What needs to be done. Whenever a line in this data holds the word "mountain", report that line in full.
######
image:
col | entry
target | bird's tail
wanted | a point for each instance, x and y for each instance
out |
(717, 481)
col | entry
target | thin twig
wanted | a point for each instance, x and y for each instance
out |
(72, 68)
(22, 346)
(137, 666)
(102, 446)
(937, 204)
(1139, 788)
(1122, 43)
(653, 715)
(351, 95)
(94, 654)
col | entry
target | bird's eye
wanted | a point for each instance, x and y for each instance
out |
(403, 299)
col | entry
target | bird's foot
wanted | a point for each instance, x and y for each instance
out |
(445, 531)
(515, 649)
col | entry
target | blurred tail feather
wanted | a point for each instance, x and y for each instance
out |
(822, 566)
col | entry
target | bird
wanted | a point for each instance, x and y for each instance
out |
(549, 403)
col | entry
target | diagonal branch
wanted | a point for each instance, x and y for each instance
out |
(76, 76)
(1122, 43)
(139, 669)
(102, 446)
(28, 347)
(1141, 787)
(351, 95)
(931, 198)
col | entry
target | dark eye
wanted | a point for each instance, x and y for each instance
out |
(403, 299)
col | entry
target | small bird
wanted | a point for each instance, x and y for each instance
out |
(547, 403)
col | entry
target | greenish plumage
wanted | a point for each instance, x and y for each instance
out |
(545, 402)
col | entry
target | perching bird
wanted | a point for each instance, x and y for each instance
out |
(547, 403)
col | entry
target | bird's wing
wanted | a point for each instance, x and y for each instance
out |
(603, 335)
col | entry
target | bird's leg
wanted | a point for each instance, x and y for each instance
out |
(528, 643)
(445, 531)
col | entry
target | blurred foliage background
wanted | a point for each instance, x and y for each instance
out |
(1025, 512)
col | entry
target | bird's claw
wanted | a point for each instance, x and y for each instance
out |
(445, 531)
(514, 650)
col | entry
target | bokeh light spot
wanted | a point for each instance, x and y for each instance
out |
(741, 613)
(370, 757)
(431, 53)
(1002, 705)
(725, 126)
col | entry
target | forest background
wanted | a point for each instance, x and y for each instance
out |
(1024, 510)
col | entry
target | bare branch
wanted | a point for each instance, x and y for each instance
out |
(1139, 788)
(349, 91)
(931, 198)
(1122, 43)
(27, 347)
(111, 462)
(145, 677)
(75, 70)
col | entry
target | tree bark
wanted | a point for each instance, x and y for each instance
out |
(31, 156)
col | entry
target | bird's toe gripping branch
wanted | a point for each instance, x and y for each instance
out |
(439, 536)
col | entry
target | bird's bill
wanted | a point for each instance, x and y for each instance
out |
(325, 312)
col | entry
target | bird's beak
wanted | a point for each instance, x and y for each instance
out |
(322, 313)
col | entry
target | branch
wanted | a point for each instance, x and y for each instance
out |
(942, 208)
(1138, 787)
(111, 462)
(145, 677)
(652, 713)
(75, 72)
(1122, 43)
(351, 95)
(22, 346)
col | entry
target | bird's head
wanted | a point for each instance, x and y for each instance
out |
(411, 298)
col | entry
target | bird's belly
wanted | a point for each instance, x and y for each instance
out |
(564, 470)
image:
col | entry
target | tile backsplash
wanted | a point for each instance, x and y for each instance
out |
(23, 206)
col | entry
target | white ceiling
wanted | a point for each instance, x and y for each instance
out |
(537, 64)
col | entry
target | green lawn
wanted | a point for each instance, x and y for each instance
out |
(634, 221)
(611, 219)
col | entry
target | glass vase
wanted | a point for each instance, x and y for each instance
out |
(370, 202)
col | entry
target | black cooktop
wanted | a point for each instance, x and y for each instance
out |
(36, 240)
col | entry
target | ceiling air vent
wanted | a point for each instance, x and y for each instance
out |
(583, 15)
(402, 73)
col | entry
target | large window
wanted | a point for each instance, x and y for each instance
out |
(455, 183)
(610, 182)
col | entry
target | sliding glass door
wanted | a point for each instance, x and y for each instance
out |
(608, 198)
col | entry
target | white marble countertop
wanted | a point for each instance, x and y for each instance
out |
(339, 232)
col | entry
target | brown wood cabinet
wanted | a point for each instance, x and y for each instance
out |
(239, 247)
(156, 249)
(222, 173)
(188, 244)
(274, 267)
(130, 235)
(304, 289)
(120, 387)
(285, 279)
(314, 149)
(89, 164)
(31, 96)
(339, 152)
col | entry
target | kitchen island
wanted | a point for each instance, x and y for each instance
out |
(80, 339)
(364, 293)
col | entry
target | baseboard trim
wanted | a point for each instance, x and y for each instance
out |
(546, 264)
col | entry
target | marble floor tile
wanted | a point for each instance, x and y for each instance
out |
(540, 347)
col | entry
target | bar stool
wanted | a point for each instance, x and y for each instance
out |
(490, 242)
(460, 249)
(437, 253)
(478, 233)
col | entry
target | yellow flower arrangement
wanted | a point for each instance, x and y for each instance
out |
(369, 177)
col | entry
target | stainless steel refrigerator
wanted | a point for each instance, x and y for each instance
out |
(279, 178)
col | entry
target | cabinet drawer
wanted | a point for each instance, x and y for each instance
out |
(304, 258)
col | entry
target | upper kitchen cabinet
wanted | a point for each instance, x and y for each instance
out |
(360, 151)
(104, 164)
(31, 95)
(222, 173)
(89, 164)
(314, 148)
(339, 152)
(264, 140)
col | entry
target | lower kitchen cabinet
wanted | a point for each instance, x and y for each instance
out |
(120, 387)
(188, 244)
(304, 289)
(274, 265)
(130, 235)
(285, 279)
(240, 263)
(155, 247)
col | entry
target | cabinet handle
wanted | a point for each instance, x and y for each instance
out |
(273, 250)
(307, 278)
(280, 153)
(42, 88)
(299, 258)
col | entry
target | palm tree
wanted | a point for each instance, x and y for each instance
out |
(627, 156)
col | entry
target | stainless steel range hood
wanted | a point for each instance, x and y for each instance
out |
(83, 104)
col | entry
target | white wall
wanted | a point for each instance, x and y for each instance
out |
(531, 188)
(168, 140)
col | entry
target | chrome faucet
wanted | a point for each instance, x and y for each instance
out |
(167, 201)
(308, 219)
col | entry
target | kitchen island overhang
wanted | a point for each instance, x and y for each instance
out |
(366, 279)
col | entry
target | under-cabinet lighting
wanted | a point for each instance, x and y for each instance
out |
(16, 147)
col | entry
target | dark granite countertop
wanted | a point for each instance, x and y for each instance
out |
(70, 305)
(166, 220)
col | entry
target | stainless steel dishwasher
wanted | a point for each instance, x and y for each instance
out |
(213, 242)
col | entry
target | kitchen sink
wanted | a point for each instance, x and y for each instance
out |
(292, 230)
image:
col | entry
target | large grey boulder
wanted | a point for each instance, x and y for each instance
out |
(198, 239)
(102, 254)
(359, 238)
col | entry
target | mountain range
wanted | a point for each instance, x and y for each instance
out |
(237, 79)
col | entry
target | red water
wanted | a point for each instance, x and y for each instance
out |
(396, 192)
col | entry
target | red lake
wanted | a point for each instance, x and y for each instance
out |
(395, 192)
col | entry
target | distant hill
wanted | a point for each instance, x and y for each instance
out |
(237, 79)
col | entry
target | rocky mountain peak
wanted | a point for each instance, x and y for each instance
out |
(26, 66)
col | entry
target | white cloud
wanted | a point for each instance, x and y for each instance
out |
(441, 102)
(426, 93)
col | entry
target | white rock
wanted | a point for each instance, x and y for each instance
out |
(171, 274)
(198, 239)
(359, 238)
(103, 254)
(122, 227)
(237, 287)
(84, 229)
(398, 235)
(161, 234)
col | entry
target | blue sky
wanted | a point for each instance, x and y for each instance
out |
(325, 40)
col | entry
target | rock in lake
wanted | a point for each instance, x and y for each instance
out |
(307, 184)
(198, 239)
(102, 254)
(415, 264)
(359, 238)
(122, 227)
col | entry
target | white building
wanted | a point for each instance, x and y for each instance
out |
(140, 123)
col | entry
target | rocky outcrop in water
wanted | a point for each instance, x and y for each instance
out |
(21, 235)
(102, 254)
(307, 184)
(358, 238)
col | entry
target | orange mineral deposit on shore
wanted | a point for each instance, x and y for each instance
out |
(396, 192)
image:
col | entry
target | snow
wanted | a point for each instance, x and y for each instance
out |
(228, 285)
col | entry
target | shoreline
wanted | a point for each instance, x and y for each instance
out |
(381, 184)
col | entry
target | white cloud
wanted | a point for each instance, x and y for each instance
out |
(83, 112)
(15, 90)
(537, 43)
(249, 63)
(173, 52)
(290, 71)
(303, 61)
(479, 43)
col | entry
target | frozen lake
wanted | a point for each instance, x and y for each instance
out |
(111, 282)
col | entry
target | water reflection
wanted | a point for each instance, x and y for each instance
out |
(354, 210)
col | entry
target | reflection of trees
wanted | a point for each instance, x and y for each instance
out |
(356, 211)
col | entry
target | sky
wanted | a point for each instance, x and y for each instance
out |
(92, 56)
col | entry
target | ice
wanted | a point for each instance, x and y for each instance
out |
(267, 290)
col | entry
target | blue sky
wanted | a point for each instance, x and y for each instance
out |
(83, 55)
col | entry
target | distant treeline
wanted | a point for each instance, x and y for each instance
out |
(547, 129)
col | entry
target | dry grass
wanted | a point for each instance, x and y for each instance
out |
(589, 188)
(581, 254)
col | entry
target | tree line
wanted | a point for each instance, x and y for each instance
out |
######
The answer.
target | mountain range
target | rocky mountain peak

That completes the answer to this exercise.